■ Source text
Start of Block
A few years ago, I did an analysis of some of the most used VR applications for 3D modeling. I contributed my findings to Brown CS's VR wiki with my main takeaways summed up in the table below. At the time, I wanted to explore new ways to collaborate on scientic visualizations in VR settings.
A few years later, I found Bezel, a browser-based collaborative tool for 3D design and XR prototyping. With a suite of innovative new features, I couldn't help but imagine all the crazy new ways Bezel could build on its platform to change the standard for designing in XR.
With recent releases in the field of generative AI, such as OpenAI's Point-E system for generating 3D point clouds from text prompts, it is becoming increasingly vital to discover the implications of these systems for the future of 3D and how they can facilitate workflows when designing for mixed reality.
I mocked up a possible interface for generating 3D meshes with generative models on the cloud. Democratizing this technology for designers by integrating it in an accessible browser-based tool like Bezel will be critical in maximizing how AI assisted 3D design can affect industry standards.
Not everyone has an HMD, but almost everyone has a smartphone. Viewing and editing 3D files on a mobile device is not only a good way of testing XR prototypes, but also allows anyone to contribute to the 3D design process from anywhere.
There are three primary interaction types on mobile: interacting in the editor, interacting in AR mode with touchscreen controls, and interacting with 3D scenes with hand tracking.
Though mobile unlocks 3D collaboration for a wider audience, I also considered 3D modeling and collaboration in VR as an expansion of Bezel, as I noted that the currently available VR applications for 3D modeling leave much to be desired.
By allowing users to view each other's cursors and edits in VR, along with any collaborators on mobile or desktop, mixed reality design takes on a whole new meaning.
The future of XR lie in AR. Virtual elements overlaid over the real world will help humans achieve electronic tasks without disrupting their daily lives. To design for AR, designs have to be viewed and tested in AR. Color passthrough for HMDs, as well as full AR glasses, are the future of AR prototyping.
Toggling into full color passthrough is a feature that will set the next big XR design platforms out from the rest. And for a true hands-free experience, pairing hand tracking with voice commands opens the doors for the most naturalistic design opportunities we've ever seen.
End of Block
Point localization material:
Start of Block
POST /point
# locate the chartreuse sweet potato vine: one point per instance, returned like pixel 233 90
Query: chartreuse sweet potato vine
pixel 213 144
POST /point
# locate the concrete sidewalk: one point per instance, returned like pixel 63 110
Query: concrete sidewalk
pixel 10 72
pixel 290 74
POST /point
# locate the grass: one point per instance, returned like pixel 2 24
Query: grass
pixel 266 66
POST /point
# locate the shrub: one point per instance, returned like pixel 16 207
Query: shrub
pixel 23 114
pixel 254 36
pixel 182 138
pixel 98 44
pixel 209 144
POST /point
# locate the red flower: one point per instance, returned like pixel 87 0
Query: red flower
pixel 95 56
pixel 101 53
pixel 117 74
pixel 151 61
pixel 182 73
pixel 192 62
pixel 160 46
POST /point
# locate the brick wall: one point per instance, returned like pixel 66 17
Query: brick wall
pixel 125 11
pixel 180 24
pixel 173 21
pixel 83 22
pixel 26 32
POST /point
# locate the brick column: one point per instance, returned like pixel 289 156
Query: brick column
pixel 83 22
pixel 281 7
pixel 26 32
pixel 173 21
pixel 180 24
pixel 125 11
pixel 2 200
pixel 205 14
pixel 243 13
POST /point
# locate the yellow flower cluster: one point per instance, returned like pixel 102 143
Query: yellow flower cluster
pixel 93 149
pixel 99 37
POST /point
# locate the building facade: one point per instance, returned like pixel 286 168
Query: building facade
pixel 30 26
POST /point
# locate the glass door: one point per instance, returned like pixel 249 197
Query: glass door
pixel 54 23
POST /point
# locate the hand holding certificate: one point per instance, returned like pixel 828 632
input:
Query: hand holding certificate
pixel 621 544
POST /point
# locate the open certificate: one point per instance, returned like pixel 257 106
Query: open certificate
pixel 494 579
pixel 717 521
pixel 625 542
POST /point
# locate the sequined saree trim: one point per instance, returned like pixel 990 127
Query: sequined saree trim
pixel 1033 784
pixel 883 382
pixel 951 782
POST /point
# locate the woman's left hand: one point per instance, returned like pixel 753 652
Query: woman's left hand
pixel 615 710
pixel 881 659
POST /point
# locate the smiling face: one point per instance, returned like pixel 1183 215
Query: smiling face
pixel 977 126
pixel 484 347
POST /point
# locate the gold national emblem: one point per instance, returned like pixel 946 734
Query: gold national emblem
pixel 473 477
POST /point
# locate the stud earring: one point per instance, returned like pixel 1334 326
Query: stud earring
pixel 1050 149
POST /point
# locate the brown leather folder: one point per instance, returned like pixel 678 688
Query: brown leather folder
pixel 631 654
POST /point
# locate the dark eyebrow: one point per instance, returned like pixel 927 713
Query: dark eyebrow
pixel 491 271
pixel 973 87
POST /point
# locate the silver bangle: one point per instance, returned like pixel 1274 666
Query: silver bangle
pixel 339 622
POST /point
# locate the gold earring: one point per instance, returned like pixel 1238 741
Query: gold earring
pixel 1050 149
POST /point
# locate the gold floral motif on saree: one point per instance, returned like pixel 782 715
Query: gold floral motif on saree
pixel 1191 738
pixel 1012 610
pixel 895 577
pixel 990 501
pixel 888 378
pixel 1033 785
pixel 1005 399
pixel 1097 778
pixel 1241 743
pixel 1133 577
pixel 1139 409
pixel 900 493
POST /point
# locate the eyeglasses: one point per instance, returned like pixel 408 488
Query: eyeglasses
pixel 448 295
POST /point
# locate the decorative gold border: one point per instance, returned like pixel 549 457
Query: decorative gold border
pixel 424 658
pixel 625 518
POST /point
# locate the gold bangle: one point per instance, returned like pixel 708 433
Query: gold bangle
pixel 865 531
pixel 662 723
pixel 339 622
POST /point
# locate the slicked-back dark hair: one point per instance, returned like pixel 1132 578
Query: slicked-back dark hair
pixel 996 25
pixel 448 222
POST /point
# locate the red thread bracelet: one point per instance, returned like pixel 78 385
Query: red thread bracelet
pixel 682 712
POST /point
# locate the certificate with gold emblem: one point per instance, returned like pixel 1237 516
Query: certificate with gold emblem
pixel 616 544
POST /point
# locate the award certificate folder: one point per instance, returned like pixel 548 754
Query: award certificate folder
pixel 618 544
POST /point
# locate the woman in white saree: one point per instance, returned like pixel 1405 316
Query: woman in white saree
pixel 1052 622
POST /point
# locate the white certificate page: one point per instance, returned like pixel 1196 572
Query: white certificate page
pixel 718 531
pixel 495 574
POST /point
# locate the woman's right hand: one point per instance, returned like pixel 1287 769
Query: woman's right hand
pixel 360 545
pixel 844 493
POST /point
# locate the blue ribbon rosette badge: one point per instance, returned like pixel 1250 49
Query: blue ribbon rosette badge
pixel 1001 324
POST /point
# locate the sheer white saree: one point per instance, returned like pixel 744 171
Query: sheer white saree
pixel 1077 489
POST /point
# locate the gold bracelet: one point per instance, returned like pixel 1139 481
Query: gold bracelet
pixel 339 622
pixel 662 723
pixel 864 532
End of Block
■ Apply what you read
1 – Transcribe the passage of the essay on Bezel, starting with "I mocked up" and going on through "affect industry standards.".
2 – According to the essay on Bezel, what does OpenAI's Point-E system generate, and from what?

■ Answers for the tasks
1 –
I mocked up a possible interface for generating 3D meshes with generative models on the cloud. Democratizing this technology for designers by integrating it in an accessible browser-based tool like Bezel will be critical in maximizing how AI assisted 3D design can affect industry standards.

2 – It generates 3D point clouds from text prompts.